──────── EXCERPTED TEXT

We have no doubt that Rick correctly supplied the details about the Venson 12-string bass that he was given. However, there are some things that don’t add up. Dean and Galveston brand 12-string basses were made in Inchon, South Korea by Unsung Musical Instruments, not by Sungbo in Seoul. The hardware on the Venson is identical to that used on the Deans and Galvestons, but that only indicates Unsung and Sungbo acquired these parts from the same source.

The way the neck is attached to the body with five screws on the Venson is unlike the four-screw technique used on the Unsung basses. The Venson headstock design and body shape more closely match the Shine 12-string bass made by Saein than any 12 built by Unsung. And the brand name being silk screened onto the pickups is also something not done by Unsung.

We will likely never know the true story behind the creation of the Venson 12-string bass. To Korean factories, guitars were a ‘commodity’ product that could be farmed out to different manufacturing plants, suppliers or even countries. This is even more true of Chinese guitar builders today.

────────────────

> COMPLETE THE FOLLOWING:
• A. According to the excerpt about the Venson 12-string bass, how many screws attach the neck to the body on the Venson?
• B. Decide whether each statement agrees with the excerpt about the Venson 12-string bass, and support each decision with the deciding words quoted from it. (i) Dean and Galveston brand 12-string basses were made by Sungbo in Seoul. (ii) The Venson headstock design and body shape more closely match the Shine 12-string bass than any 12-string built by Unsung. (iii) Unsung silk screened brand names onto its pickups.
• C. Name every brand of 12-string bass mentioned in the excerpt about the Venson 12-string bass.

──────── INPUT DATA

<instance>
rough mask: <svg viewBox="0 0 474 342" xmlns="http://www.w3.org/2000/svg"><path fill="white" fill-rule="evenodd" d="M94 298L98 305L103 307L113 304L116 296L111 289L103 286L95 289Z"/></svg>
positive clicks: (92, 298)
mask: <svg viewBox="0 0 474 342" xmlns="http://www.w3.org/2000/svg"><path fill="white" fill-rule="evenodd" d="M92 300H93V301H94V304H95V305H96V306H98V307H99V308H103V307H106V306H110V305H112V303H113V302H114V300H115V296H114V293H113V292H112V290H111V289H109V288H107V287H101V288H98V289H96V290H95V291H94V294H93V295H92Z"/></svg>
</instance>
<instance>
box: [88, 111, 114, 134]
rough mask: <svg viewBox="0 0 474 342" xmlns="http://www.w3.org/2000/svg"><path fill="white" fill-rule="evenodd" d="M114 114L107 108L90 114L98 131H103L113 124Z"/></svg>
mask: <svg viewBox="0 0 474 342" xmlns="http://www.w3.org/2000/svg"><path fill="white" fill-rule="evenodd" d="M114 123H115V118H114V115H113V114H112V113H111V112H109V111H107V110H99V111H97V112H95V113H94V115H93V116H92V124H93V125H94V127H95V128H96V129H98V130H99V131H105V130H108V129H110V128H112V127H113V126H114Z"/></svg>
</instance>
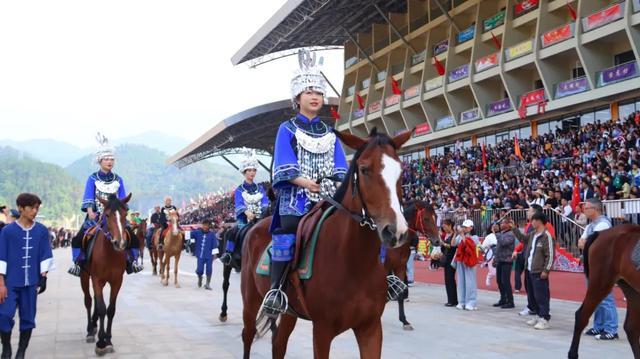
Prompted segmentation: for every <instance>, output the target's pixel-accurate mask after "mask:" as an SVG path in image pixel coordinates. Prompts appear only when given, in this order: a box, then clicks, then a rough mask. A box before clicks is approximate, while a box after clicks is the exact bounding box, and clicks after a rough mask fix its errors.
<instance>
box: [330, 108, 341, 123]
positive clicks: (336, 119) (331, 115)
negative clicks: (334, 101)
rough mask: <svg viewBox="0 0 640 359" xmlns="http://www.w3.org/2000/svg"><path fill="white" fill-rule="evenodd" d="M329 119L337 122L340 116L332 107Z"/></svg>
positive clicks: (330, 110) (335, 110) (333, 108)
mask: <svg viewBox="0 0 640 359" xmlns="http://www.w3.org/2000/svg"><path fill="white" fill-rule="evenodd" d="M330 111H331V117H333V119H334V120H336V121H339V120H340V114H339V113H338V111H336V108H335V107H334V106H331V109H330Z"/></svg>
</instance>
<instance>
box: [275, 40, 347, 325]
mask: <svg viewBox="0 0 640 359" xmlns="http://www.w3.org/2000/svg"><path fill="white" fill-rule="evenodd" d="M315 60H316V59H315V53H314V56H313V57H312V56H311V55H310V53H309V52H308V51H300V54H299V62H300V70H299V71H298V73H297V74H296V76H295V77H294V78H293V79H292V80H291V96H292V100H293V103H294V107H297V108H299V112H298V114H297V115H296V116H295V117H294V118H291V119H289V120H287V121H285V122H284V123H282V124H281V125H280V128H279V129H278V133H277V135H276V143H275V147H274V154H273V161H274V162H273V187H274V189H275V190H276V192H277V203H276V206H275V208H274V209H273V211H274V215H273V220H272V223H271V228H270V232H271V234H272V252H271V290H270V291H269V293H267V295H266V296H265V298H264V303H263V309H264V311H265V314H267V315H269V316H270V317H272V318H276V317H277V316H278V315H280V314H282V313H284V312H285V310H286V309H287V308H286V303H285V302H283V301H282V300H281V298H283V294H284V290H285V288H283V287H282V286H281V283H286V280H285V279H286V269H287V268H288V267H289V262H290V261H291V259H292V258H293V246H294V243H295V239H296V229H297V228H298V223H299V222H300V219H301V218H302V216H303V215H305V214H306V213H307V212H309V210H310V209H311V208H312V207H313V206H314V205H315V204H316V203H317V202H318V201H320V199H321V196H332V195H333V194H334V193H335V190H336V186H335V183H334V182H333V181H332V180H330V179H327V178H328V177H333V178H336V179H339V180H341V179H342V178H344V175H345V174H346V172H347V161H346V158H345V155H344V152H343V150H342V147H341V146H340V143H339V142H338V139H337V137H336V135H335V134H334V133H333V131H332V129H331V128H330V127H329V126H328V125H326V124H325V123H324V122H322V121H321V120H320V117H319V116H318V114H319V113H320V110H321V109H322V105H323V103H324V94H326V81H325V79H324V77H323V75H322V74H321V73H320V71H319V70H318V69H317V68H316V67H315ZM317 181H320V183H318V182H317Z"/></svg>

────────────────

> SOLUTIONS TO THE PROBLEMS:
• A. Five screws.

• B.
(i) No: "Dean and Galveston brand 12-string basses were made in Inchon, South Korea by Unsung Musical Instruments, not by Sungbo in Seoul."
(ii) Yes: "The Venson headstock design and body shape more closely match the Shine 12-string bass made by Saein than any 12 built by Unsung."
(iii) No: "the brand name being silk screened onto the pickups is also something not done by Unsung."

• C. Venson, Dean, Galveston, Shine